-- begin Entries supplied --

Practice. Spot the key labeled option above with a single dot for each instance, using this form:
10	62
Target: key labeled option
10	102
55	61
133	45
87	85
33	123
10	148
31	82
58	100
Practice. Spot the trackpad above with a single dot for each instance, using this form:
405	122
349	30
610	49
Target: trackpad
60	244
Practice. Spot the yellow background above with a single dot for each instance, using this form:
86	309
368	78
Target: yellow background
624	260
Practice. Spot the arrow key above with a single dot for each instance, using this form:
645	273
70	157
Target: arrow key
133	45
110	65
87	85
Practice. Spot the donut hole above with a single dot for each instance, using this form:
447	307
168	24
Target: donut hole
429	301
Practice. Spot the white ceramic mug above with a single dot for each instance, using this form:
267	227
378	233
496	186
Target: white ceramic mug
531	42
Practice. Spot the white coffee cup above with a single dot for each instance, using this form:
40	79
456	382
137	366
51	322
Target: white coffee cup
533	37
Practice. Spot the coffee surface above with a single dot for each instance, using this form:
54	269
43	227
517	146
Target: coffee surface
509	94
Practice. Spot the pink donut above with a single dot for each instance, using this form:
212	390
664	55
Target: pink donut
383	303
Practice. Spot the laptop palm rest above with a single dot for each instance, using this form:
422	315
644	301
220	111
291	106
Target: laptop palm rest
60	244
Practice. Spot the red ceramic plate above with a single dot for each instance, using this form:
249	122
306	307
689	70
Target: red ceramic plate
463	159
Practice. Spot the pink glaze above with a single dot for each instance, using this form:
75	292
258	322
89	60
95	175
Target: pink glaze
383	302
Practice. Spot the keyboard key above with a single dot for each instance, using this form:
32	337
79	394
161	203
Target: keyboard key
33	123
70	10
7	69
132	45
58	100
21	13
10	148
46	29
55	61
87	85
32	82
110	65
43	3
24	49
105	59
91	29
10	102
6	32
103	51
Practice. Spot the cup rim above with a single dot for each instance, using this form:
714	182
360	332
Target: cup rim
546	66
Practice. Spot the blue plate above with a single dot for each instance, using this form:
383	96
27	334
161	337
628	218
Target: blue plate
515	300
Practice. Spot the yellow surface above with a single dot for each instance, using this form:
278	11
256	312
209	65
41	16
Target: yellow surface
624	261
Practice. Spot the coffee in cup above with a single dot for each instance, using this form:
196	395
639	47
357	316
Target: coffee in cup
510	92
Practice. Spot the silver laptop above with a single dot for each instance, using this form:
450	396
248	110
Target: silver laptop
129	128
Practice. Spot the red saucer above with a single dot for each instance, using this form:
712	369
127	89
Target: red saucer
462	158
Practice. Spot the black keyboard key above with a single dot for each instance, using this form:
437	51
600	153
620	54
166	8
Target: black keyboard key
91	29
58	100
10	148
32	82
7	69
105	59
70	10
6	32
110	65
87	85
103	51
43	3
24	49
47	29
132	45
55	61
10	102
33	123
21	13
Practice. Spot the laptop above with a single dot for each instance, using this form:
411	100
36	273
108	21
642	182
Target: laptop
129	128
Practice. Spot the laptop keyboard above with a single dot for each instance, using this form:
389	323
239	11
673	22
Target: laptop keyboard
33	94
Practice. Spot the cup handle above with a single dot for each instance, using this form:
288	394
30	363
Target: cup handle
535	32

-- end Entries supplied --
-- begin Entries supplied --

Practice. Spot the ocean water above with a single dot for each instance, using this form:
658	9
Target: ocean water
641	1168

-- end Entries supplied --
-- begin Entries supplied --

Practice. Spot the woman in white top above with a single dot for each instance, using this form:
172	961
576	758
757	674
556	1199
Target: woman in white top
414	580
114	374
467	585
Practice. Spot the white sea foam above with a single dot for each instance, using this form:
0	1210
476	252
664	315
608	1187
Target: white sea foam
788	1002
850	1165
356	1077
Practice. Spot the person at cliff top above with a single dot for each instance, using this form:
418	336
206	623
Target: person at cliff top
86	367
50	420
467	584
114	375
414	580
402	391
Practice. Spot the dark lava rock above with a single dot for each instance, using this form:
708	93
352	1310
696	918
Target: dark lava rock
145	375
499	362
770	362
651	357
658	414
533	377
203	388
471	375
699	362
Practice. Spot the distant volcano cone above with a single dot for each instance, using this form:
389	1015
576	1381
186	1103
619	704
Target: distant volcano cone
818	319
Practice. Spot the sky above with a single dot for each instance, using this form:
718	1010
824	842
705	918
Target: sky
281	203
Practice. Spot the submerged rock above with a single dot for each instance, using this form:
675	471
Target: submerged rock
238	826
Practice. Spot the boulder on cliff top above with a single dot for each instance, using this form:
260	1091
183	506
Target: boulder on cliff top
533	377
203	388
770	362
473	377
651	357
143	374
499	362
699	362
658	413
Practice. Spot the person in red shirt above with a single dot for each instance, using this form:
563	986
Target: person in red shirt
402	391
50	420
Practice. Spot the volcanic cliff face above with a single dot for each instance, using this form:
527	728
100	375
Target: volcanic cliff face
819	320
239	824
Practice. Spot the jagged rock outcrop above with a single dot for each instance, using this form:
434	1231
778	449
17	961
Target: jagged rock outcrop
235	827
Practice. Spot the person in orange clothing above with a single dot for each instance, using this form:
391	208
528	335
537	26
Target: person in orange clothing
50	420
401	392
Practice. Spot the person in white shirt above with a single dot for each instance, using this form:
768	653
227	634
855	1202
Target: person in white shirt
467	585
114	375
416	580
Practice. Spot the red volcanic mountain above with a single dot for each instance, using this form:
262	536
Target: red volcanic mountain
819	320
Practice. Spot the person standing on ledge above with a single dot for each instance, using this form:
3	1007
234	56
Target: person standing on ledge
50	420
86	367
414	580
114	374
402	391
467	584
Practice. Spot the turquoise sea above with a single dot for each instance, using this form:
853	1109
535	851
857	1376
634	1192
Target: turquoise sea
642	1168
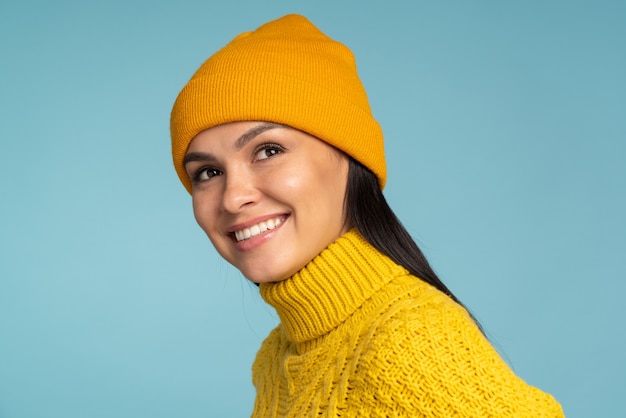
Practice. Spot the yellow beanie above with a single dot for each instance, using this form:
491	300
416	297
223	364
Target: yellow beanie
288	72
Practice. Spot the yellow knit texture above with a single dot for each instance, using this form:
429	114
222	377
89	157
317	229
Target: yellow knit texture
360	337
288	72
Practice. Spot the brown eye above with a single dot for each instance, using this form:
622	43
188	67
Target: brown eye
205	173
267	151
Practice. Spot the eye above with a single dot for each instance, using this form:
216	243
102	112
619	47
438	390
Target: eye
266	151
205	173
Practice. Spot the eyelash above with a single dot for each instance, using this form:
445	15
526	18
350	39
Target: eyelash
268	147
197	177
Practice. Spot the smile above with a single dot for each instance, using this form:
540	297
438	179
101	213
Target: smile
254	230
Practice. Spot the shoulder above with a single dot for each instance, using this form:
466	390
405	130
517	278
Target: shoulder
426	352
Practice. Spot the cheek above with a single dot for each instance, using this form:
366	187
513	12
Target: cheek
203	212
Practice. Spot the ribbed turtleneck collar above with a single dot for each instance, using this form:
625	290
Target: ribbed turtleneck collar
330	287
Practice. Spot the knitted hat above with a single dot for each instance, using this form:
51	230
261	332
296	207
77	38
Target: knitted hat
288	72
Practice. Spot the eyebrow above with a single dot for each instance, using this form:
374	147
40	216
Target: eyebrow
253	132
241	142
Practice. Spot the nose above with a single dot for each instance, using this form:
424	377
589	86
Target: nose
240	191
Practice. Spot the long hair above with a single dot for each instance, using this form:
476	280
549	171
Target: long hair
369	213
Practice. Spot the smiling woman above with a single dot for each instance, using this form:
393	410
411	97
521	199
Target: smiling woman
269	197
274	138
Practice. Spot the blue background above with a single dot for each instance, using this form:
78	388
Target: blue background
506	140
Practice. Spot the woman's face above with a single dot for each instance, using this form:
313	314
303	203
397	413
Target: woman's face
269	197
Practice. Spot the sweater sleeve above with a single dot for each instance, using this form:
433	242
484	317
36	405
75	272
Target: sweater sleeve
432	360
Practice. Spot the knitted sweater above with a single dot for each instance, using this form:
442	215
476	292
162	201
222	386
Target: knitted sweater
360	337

-- end Entries supplied --

Identify every line in the rows above that contains the string "rock", and copy each of those lines in full.

Finished task:
Practice. Spot the dark lava rock above with a single dot for each instance, using this form:
Target: dark lava rock
Practice. Spot the submerged rock above with a single dot for each instance, using this form:
Target: submerged rock
Practice. Spot the jagged rock outcrop above with a single dot for each instance, using this form:
Target: jagged rock outcrop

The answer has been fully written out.